• What the task requires: Write out the complete material exactly as it stands.

• Dataset rows:
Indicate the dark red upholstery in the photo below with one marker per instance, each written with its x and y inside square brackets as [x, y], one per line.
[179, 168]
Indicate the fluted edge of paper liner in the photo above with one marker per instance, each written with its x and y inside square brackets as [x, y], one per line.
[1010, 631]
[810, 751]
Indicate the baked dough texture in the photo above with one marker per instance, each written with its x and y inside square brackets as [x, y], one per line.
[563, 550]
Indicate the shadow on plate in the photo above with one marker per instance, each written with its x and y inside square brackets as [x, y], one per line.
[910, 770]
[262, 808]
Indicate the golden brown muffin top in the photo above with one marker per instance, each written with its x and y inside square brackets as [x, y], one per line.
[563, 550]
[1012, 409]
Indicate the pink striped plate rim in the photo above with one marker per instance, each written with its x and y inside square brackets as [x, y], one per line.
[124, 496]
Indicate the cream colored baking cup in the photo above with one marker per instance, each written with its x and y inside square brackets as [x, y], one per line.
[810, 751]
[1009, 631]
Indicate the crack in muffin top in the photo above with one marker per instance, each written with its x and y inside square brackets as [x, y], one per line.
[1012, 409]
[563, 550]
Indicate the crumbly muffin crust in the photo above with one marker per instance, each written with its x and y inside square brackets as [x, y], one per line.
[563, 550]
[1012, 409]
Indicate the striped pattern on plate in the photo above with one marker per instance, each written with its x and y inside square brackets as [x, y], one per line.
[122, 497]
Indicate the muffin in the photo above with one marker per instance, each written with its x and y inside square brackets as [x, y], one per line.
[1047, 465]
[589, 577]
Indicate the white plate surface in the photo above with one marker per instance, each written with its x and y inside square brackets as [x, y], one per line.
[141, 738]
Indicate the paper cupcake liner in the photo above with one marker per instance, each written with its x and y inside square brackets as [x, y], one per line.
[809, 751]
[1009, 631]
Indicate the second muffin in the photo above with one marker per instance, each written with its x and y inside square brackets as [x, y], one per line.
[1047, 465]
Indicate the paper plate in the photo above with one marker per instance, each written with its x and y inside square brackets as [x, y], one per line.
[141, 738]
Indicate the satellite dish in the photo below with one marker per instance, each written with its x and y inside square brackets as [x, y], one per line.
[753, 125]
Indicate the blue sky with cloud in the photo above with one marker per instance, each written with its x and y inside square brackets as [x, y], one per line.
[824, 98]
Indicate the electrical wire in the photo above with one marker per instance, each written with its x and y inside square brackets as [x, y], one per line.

• Correct response:
Indicate the dark red upholstery in the photo below with one marker per instance, each written with its x and y inside square brackets as [x, y], one per line.
[179, 168]
Indicate the fluted edge of paper liner in the photo above with one marker per instance, each written with its x and y inside square brackets as [x, y], one per line.
[1010, 631]
[810, 751]
Indicate the baked dough texture in the photo above with one marker per instance, each written with its x and y inside square brackets as [x, y], one per line.
[563, 550]
Indicate the shadow on plate in the photo above with one marker per instance, each written with its x and y inside square brackets as [x, y], one per line.
[910, 770]
[262, 808]
Indicate the golden brown muffin top in the photo above with one marker per instance, each written with its x and y inside square brackets as [x, y], one per line.
[563, 550]
[1012, 409]
Indicate the pink striped plate rim in the photo above with one marker per instance, each written with its x and y inside square brackets as [x, y], one per line.
[124, 496]
Indicate the cream colored baking cup in the photo above with one marker per instance, each written with its x and y inside square brackets as [x, y], one per line.
[810, 751]
[1009, 631]
Indicate the crack in muffin top in the photo above with one marker per instance, each written with its x and y inside square brackets as [x, y], one per line.
[1012, 409]
[563, 550]
Indicate the crumbly muffin crust in the photo above with one marker per instance, each written with its x and y inside square brackets as [x, y], one per line.
[563, 550]
[1012, 409]
Indicate the striped pattern on plate in the photo above with one marker per instance, each written with its x and y inside square brackets as [x, y], one per line.
[122, 497]
Indicate the muffin in the photo above with one marker per instance, each written with its x and y inside square brackets as [x, y], one per line.
[1047, 465]
[589, 577]
Indicate the white plate surface in the photo above with one marker per instance, each written with its x and y inside square brackets as [x, y], one per line.
[141, 738]
Indicate the paper cupcake liner in the photo above with one marker per instance, each written with its x and y inside square brackets as [x, y], one per line.
[809, 751]
[1009, 631]
Indicate the second muffin in the photo above with one marker per instance, each written with its x and y inside square brackets as [x, y], one per line.
[1047, 465]
Indicate the paper plate in the photo above with one marker per instance, each written with its x and y inside square brackets as [x, y], one per line.
[141, 738]
Indicate the satellite dish in the photo below with one marker per instance, each written with its x and y inside square brackets as [x, y], one per line.
[753, 125]
Indicate the blue sky with cloud in the photo above with one marker per instance, each written with its x and y inside square brackets as [x, y], one per line.
[824, 98]
Indicate the electrical wire in the photo above with one marker per instance, each written with its x and y inside square brackets as [x, y], one per line.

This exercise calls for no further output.